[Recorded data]
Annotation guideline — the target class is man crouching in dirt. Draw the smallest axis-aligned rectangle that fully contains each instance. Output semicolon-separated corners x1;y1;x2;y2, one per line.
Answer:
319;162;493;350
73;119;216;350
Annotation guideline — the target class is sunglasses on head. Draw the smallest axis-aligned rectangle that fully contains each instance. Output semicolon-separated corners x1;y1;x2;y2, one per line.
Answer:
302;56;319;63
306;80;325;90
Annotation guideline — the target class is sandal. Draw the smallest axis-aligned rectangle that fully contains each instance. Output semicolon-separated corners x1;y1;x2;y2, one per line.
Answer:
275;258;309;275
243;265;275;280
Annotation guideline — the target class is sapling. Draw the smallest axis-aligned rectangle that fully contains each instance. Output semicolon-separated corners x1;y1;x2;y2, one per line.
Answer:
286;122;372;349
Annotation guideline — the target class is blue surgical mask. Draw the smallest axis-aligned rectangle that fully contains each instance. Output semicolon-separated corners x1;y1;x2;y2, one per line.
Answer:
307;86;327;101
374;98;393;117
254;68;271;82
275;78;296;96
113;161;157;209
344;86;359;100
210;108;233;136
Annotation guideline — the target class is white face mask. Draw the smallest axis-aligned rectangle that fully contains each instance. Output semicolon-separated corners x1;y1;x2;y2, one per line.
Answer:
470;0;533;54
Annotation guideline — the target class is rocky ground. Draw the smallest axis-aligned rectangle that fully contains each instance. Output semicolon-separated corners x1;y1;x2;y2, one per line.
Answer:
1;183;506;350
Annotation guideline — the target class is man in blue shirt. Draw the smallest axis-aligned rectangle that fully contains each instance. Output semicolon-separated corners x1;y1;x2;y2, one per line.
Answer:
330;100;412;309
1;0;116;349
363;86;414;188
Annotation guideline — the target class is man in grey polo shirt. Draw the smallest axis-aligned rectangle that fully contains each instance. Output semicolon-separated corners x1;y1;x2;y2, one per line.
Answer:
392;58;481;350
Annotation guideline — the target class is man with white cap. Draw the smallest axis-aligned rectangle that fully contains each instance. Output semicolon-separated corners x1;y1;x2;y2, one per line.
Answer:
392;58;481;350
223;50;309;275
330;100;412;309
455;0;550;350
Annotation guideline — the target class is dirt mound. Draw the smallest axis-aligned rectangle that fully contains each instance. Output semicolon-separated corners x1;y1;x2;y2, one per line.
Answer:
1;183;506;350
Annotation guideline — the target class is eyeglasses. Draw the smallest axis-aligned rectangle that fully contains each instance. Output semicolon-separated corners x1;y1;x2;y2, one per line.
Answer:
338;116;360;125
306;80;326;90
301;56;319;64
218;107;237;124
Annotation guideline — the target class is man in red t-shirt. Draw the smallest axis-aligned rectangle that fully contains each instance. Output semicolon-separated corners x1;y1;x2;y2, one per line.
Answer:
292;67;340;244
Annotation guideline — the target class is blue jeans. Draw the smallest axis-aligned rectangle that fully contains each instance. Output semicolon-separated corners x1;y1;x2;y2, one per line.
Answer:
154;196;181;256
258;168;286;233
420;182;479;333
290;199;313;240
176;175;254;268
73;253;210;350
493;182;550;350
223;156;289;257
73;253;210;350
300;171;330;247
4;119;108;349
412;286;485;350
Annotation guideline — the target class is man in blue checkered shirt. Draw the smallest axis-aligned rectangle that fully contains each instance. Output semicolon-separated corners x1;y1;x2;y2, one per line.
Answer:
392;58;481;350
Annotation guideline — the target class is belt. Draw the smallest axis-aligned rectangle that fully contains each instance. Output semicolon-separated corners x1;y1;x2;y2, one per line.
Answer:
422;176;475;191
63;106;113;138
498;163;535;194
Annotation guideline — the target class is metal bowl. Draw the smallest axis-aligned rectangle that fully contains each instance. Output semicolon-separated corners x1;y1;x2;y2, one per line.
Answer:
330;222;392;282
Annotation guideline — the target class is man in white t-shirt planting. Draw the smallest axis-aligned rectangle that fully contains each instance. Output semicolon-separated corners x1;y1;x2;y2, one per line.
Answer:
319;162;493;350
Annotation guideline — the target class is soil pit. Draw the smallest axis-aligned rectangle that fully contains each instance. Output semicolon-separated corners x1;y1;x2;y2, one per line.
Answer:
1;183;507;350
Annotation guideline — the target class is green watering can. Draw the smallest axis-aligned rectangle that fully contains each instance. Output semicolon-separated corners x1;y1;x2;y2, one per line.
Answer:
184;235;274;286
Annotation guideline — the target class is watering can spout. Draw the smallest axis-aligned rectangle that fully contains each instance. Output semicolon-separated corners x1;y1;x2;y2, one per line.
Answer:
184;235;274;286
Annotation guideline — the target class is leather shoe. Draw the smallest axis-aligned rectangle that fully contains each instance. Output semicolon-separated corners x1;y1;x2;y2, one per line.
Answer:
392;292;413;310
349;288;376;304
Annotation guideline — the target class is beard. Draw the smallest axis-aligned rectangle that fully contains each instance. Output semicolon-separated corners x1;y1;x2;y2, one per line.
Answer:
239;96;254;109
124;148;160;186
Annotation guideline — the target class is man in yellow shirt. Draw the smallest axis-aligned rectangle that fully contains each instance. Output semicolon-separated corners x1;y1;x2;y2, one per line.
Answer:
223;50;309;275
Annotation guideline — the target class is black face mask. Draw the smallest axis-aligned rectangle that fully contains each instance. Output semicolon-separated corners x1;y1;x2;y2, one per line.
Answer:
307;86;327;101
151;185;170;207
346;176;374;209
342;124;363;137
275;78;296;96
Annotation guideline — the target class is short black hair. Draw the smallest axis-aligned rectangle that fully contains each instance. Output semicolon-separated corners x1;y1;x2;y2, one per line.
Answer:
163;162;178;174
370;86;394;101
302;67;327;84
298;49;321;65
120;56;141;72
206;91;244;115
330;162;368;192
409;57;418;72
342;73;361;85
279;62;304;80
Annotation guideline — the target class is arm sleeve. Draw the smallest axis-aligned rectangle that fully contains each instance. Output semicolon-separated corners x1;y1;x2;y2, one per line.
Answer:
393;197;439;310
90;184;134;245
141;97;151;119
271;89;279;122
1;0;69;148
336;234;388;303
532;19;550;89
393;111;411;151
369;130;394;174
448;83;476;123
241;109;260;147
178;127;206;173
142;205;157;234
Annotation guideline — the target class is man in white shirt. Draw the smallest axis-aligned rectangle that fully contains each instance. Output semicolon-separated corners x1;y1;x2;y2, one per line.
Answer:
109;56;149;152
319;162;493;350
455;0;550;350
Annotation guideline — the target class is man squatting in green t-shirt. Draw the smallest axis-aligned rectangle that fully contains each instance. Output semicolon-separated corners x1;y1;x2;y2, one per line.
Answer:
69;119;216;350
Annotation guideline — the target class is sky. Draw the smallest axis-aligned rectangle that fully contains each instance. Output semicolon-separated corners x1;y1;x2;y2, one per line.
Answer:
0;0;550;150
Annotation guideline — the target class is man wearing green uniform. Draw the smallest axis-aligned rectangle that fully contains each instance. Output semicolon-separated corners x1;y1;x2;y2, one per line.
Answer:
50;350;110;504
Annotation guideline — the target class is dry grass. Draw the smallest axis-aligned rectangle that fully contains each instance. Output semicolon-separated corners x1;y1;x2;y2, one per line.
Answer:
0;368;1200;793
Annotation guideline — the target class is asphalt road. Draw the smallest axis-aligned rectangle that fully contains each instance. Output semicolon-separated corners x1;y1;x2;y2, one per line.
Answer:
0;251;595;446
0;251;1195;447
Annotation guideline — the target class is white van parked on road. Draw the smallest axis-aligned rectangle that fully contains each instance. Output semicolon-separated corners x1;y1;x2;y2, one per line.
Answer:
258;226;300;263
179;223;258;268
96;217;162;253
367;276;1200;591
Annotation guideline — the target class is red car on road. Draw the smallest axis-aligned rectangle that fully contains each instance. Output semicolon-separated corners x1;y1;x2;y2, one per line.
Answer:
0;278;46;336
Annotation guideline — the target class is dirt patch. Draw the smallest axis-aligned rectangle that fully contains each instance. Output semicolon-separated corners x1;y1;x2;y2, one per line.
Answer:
* * *
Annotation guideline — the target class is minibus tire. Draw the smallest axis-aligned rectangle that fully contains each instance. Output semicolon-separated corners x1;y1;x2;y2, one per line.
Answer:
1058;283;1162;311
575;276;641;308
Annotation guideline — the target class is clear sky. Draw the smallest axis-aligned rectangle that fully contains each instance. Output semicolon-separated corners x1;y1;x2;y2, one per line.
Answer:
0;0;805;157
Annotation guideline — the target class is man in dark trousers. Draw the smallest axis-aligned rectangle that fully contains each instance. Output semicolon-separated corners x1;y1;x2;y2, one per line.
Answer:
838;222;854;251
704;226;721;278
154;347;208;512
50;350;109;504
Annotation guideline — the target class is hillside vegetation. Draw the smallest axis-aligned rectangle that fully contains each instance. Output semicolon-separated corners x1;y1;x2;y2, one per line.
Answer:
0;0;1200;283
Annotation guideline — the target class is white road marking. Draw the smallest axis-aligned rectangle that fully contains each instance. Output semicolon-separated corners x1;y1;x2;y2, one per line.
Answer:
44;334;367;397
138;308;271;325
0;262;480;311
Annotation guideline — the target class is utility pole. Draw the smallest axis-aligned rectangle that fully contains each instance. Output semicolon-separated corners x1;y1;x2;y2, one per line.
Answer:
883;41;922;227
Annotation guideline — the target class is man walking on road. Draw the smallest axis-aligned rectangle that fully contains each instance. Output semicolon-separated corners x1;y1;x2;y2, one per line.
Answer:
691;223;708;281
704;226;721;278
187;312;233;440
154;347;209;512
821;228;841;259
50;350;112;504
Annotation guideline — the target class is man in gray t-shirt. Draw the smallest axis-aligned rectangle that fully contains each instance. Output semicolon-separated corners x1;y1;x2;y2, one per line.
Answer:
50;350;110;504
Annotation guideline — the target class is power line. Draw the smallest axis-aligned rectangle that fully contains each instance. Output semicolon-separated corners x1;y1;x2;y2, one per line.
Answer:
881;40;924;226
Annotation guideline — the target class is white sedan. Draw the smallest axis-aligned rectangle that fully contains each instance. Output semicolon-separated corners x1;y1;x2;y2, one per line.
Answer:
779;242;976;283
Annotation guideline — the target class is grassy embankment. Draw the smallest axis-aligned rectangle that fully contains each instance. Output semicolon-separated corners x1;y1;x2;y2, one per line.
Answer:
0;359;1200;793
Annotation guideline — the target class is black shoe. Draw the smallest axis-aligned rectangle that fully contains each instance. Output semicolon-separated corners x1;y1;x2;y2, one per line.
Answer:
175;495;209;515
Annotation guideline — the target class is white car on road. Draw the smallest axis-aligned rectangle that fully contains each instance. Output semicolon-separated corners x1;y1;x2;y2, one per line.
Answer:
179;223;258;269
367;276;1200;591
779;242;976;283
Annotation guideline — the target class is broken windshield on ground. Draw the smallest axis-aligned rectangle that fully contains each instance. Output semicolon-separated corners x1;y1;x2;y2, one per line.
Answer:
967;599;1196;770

Given problem — Copy out, word for word, the lines of the records from the one containing "Annotation guideline — the target class is clear" to the one containing "883;41;922;227", both included.

Answer to the problem —
Annotation guideline — the target class is clear sky. Draw the smallest axis-aligned rectangle that fully contains each instance. Output semicolon-separated corners x1;y1;x2;y2, one per line.
Answer:
0;0;805;157
Annotation guideline — the target class is man in dark trousers. Draw the smallest axis-aligned rectangle that fully contains each instance. Output semicolon-separated corners x1;y1;x2;y2, one per line.
Answer:
838;222;854;251
704;226;721;278
154;347;208;512
50;350;109;504
Annotation guideline — the target class is hillside vegetation. Draw the smallest axis-aligned rectangle that fully contains each instance. Output semicolon-separated corners x1;y1;x2;y2, one per line.
Answer:
0;0;1200;283
Annotation guideline — the target class is white road marking. Draw the smallest axis-aligned rectangle that fully contains each instance. Output semicolon-separated corners x1;y1;x2;y2, one per line.
Answer:
44;334;367;397
138;308;271;325
0;262;480;311
Annotation guideline — the target class is utility pole. Draw the smallest axis-aligned rectangle that fully contains each instance. Output semicolon-separated corners x1;y1;x2;y2, one per line.
Answer:
883;41;922;227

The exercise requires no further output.